▶ **PROBLEM DETAILS**: Reproduce every one of the records below line for line, with no changes at all.

▶ **LISTED ENTRIES**:
● ● ●

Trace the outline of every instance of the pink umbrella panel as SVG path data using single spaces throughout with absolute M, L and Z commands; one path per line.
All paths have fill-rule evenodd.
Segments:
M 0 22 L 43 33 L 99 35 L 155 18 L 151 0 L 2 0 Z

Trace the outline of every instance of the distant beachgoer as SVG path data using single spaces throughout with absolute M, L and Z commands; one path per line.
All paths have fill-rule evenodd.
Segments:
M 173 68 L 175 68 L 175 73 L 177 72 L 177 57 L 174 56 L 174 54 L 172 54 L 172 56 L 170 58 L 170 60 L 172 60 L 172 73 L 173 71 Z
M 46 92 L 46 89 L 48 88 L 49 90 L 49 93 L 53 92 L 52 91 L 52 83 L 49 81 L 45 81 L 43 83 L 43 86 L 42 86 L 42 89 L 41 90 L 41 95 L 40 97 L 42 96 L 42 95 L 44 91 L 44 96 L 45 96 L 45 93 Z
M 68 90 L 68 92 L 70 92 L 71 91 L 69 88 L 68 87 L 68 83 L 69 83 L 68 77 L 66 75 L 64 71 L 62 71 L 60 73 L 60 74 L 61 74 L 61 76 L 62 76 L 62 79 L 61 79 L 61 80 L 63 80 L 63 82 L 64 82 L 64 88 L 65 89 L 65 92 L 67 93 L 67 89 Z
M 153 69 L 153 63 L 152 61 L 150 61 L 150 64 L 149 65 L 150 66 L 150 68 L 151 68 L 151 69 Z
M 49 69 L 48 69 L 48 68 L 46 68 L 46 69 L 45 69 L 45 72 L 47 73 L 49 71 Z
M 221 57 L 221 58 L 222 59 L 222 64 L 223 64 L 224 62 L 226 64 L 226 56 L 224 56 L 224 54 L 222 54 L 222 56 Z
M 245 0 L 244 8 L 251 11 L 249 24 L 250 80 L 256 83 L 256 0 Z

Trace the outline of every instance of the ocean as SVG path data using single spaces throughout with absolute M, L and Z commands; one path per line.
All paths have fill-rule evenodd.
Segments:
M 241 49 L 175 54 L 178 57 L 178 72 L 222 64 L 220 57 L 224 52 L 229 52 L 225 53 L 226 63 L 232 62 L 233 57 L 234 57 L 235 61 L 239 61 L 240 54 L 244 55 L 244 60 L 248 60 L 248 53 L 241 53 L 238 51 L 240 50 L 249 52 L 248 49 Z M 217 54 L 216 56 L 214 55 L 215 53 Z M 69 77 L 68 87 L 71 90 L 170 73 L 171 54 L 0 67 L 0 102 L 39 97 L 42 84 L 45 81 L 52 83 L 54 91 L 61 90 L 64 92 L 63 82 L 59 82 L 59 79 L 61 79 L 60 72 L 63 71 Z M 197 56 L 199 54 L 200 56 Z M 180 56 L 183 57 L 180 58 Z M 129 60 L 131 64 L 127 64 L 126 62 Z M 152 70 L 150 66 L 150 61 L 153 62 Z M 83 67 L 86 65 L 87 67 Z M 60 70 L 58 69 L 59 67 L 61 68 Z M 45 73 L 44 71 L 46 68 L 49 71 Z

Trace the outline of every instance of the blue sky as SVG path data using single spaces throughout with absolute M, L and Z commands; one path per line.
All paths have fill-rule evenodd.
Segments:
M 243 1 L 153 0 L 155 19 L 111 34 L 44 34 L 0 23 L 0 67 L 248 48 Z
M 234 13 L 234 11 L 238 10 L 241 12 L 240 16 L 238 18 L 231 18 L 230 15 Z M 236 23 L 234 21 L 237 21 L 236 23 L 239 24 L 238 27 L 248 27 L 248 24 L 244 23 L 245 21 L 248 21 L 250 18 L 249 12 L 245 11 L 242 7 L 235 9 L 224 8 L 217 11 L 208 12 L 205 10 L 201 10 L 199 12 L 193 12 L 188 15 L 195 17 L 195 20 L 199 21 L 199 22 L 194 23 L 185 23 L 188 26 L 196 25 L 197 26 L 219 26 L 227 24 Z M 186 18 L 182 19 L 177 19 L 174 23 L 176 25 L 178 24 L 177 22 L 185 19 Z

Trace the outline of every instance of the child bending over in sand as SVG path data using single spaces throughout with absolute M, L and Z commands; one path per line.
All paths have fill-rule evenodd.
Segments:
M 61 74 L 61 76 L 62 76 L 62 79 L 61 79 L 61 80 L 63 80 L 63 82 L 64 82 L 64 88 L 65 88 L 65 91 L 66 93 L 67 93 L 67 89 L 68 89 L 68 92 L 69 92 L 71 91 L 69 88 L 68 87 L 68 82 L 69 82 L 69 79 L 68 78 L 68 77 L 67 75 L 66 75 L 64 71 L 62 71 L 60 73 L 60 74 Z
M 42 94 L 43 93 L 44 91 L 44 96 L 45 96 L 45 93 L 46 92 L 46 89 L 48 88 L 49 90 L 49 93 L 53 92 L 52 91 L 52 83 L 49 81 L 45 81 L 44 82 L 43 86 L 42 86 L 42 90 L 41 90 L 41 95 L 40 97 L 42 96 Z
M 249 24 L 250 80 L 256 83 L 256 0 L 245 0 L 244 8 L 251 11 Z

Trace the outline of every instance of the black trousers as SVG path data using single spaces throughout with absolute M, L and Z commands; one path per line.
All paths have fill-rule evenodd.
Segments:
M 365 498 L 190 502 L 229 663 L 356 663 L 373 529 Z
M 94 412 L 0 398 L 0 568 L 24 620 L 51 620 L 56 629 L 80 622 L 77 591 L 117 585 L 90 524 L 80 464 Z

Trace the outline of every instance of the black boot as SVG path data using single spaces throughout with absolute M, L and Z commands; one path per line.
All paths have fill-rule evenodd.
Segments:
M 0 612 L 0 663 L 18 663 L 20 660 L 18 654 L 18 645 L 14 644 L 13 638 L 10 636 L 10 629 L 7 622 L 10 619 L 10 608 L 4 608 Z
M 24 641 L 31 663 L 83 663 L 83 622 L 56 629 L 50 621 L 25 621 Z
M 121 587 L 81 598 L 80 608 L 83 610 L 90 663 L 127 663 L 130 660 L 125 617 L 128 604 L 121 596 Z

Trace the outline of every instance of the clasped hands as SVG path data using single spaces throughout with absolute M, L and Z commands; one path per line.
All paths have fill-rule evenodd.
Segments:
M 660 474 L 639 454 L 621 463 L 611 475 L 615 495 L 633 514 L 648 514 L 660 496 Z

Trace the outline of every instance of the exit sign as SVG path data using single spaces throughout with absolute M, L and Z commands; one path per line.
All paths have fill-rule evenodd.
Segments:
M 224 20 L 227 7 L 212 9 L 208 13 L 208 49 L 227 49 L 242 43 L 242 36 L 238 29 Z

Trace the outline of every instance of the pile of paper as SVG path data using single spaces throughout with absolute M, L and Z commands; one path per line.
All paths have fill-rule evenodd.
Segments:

● ● ●

▶ **FINISHED EXERCISE**:
Trace the outline of every instance of the pink umbrella panel as SVG path data using single spaces throughout with absolute M, L and Z commands; one path per line.
All paths have fill-rule evenodd.
Segments:
M 0 22 L 43 33 L 99 35 L 155 18 L 151 0 L 2 0 Z

Trace the outline of every instance of the distant beachgoer as SVG path data using single spaces throughout with absolute M, L and Z commands; one path per line.
All paths have fill-rule evenodd.
Segments:
M 173 68 L 175 68 L 175 73 L 177 72 L 177 57 L 174 56 L 174 54 L 172 54 L 172 56 L 170 58 L 170 60 L 172 60 L 172 73 L 173 71 Z
M 46 92 L 46 89 L 48 88 L 49 90 L 49 93 L 53 92 L 52 91 L 52 83 L 49 81 L 45 81 L 43 83 L 43 86 L 42 86 L 42 89 L 41 90 L 41 95 L 40 97 L 42 96 L 42 95 L 44 91 L 44 96 L 45 96 L 45 93 Z
M 68 90 L 68 92 L 70 92 L 71 91 L 69 88 L 68 87 L 68 83 L 69 83 L 68 77 L 66 75 L 64 71 L 62 71 L 60 73 L 60 74 L 61 74 L 61 76 L 62 76 L 62 79 L 61 79 L 61 80 L 63 80 L 63 82 L 64 82 L 64 88 L 65 89 L 65 92 L 67 93 L 67 89 Z
M 153 69 L 153 63 L 152 61 L 150 61 L 150 64 L 149 65 L 150 66 L 150 68 L 151 68 L 151 69 Z
M 49 69 L 48 69 L 48 68 L 46 68 L 46 69 L 45 69 L 45 72 L 47 73 L 49 71 Z
M 221 57 L 221 58 L 222 59 L 222 64 L 223 64 L 224 62 L 226 64 L 226 56 L 224 56 L 224 54 L 222 54 L 222 56 Z
M 245 0 L 244 8 L 251 11 L 249 24 L 250 80 L 256 83 L 256 0 Z

Trace the outline of every instance of the ocean as SVG path data using single spaces throughout with absolute M, L and Z commands; one path per line.
All paths have fill-rule evenodd.
Segments:
M 241 49 L 175 54 L 178 57 L 178 72 L 222 64 L 220 57 L 224 52 L 229 52 L 225 53 L 226 63 L 232 62 L 233 57 L 234 57 L 235 61 L 239 61 L 240 54 L 244 55 L 244 60 L 248 60 L 248 53 L 241 53 L 238 51 L 240 50 L 249 52 L 248 49 Z M 217 54 L 216 56 L 214 55 L 215 53 Z M 69 77 L 68 87 L 71 90 L 170 73 L 171 54 L 0 67 L 0 102 L 39 97 L 42 84 L 45 81 L 52 83 L 54 91 L 61 90 L 64 92 L 63 82 L 59 82 L 59 79 L 61 79 L 60 72 L 63 71 Z M 197 56 L 199 54 L 200 56 Z M 180 56 L 183 57 L 180 58 Z M 129 60 L 131 64 L 127 64 L 126 62 Z M 152 70 L 150 66 L 150 61 L 153 62 Z M 83 67 L 86 65 L 87 67 Z M 60 70 L 58 69 L 59 67 L 61 68 Z M 45 73 L 44 71 L 46 68 L 49 71 Z

Trace the outline of every instance of the blue sky as SVG path data using single spaces throughout with absolute M, L and Z commands; one path per line.
All paths have fill-rule evenodd.
Segments:
M 243 1 L 153 0 L 155 19 L 111 34 L 44 34 L 0 23 L 0 67 L 248 48 Z
M 234 13 L 234 11 L 238 10 L 241 12 L 240 16 L 238 18 L 231 18 L 230 15 Z M 236 23 L 234 21 L 237 21 L 236 23 L 239 24 L 238 27 L 248 27 L 248 24 L 244 23 L 245 21 L 248 21 L 250 18 L 249 12 L 245 11 L 242 7 L 235 9 L 224 8 L 217 11 L 208 12 L 205 10 L 201 10 L 199 12 L 193 12 L 188 15 L 195 17 L 195 20 L 199 21 L 199 22 L 194 23 L 185 23 L 188 26 L 196 25 L 197 26 L 219 26 L 227 24 Z M 186 18 L 182 19 L 177 19 L 174 23 L 176 25 L 178 24 L 177 22 L 185 19 Z

Trace the outline of every instance of the child bending over in sand as SVG path data using single spaces throughout with absolute M, L and Z commands; one path per line.
All paths have fill-rule evenodd.
Segments:
M 61 74 L 61 76 L 62 76 L 62 79 L 61 79 L 61 80 L 63 80 L 63 82 L 64 82 L 64 88 L 65 88 L 65 91 L 66 93 L 67 93 L 67 89 L 68 89 L 68 92 L 69 92 L 71 91 L 69 88 L 68 87 L 68 82 L 69 82 L 69 79 L 68 78 L 68 77 L 67 75 L 66 75 L 64 71 L 62 71 L 60 73 L 60 74 Z
M 42 94 L 43 93 L 44 91 L 44 96 L 45 96 L 45 93 L 46 92 L 46 89 L 48 88 L 49 90 L 49 93 L 53 92 L 52 91 L 52 83 L 49 81 L 45 81 L 44 82 L 43 86 L 42 86 L 42 90 L 41 90 L 41 95 L 40 97 L 42 96 Z
M 249 24 L 250 80 L 256 83 L 256 0 L 245 0 L 244 8 L 251 11 Z

Trace the outline of every instance of the black trousers as SVG path data using single spaces throughout with absolute M, L and Z commands; one path per line.
All paths have fill-rule evenodd.
Segments:
M 365 498 L 190 502 L 229 663 L 356 663 L 373 529 Z
M 94 412 L 0 398 L 0 568 L 24 620 L 51 620 L 56 629 L 80 622 L 77 591 L 117 585 L 90 524 L 80 464 Z

Trace the outline of every instance of the black boot as SVG path data using single spaces throughout with absolute M, L and Z commands; one path per line.
All paths have fill-rule evenodd.
Segments:
M 0 612 L 0 663 L 18 663 L 20 660 L 18 654 L 18 645 L 14 644 L 13 638 L 10 636 L 10 629 L 7 622 L 10 619 L 10 608 L 4 608 Z
M 24 641 L 31 663 L 83 663 L 83 622 L 56 629 L 50 621 L 25 621 Z
M 121 587 L 81 598 L 80 608 L 83 610 L 90 663 L 127 663 L 130 660 L 125 617 L 128 604 L 121 596 Z

Trace the outline of every instance of the clasped hands as SVG path data using single spaces throughout with absolute M, L and Z commands; one path per line.
All paths have fill-rule evenodd.
Segments:
M 660 474 L 639 454 L 621 463 L 611 475 L 615 495 L 633 514 L 648 514 L 660 496 Z

Trace the outline of every instance of the exit sign as SVG path data using single spaces throughout with absolute M, L and Z commands; one path per line.
All paths have fill-rule evenodd.
Segments:
M 224 20 L 227 7 L 212 9 L 208 13 L 208 49 L 227 49 L 242 43 L 242 36 L 238 29 Z

Trace the outline of every instance of the pile of paper as SVG path data using single spaces throughout with absolute M, L and Z commands; one path per line.
All paths have fill-rule evenodd.
Segments:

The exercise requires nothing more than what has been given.